Are we in the middle of a redhead mass extinction?

Headlines like this tend to surface every few   years, fretting that the rare  ginger genes are getting rarer.  But are we really watching the final  embers of the fiery-haired flame?  Well, hold onto your Ed Sheerans, rumors of  their demise have been greatly exaggerated.  Sure, if you could pull a hundred  random strangers into a room,   it’s likely only a few of them will have red hair. And true, red hair mostly happens only when a baby   gets two copies of the red-hair gene  variant — which, yeah, is pretty rare.  But good news: The gene variant also  exists in people without red hair.  In fact, it can pass on, hidden, for generations,  until the stars align, literal ginger syzygy, and   it meets up with a second red-hair gene variant.

That’s why, sometimes, two non-redheads can   have a baby with a shock of flaming hair. And unless every single person with the   gene variant vanishes, the redheads  of the world aren’t going anywhere.  We know this thanks to the study of how  genes get passed down across generations,   and a healthy understanding of how this happens  can help us avoid these kinds of sensationalized   stories—that’s right, today we’re breaking out  our Punnett squares and talking about genetics.  Hi, I’m Dr. Sammy, your friendly neighborhood  entomologist, and this is Crash Course Biology.  Ehm, Ed, Reba, Flo, y’all gonna  hit us with that funky theme music?  [THEME MUSIC]

So, let’s talk about genes – sorry, not  those jeans, these genes – individualized   sections of DNA on the chromosomes of cells.

Chromosomes are the long strands of genetic   material in our cell nuclei—typically, humans  have 46 in total, or 23 pairs of two—but genes   are the segments along those chromosomes  that are used to carry instructions.  Humans have over twenty thousand  spread across our 46 chromosomes.  Every living thing has them,  and some way more than others.  Like the nearly microscopic freshwater flea, which  clocks its gene count at over thirty thousand.  Most genes carry specific instructions  for making molecules called proteins.  When those instructions get read — in  a process called gene expression — they   shape how an organism looks and functions. You see, each gene comes in different versions,   called alleles, which determine an  organism's different traits — like,   the shape of a seed or a person’s blood type. Whenever we talk about versions, or variants,   of genes, we’re talking about alleles; scientists  just tend to use the phrases interchangeably.  And the reason we don’t all look like clones  of each other is that we all have different   versions of the same genes, these alleles.

* TASKS FOR THIS EXERCISE *
1) Rewrite the paragraph of the redhead genetics transcript that begins "Chromosomes are the long strands" as a bulleted list that keeps its main facts.
2) List every term that the redhead genetics transcript introduces with the word "called."
3) Decide whether each statement agrees with the redhead genetics transcript. Answer yes or no, and quote the words that decide it.
(a) Red hair mostly occurs when a baby gets one copy of the red-hair gene variant.
(b) Humans typically have 23 pairs of chromosomes.
(c) The red-hair gene variant is found only in people with red hair.

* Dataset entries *
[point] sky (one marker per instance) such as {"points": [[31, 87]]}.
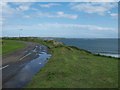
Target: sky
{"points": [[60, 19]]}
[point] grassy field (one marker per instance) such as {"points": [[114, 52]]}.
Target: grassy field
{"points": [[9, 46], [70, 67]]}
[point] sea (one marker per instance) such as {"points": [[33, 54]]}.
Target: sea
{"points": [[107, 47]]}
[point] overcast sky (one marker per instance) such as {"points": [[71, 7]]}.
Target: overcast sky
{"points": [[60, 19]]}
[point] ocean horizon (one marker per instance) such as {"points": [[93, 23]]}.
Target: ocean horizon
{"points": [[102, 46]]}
--
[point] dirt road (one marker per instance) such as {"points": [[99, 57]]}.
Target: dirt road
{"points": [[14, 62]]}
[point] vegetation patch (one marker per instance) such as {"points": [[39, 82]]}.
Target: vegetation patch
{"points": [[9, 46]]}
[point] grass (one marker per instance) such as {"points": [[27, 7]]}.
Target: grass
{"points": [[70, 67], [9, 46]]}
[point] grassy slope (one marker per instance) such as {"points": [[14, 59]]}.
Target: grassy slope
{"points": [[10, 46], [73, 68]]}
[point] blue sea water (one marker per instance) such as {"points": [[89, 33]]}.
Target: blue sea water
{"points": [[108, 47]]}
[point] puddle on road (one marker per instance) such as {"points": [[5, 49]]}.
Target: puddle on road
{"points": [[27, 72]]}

* SOLUTIONS *
1)
- Chromosomes are long strands of genetic material in cell nuclei. Humans typically have 46, or 23 pairs.
- Genes are segments along chromosomes that carry instructions. Humans have over twenty thousand of them.
- Every living thing has genes, and some have far more than others. The nearly microscopic freshwater flea has over thirty thousand.
- Most genes carry instructions for making proteins. When those instructions are read, in a process called gene expression, they shape how an organism looks and functions.
- Each gene comes in different versions, called alleles. Alleles determine traits such as the shape of a seed or a person's blood type.
- Scientists tend to use "alleles" and gene "versions" or "variants" interchangeably.
- People don't look like clones of each other because they have different alleles of the same genes.

2)
- proteins
- gene expression
- alleles

3)
(a) No: "red hair mostly happens only when a baby gets two copies of the red-hair gene variant"
(b) Yes: "typically, humans have 46 in total, or 23 pairs of two"
(c) No: "The gene variant also exists in people without red hair."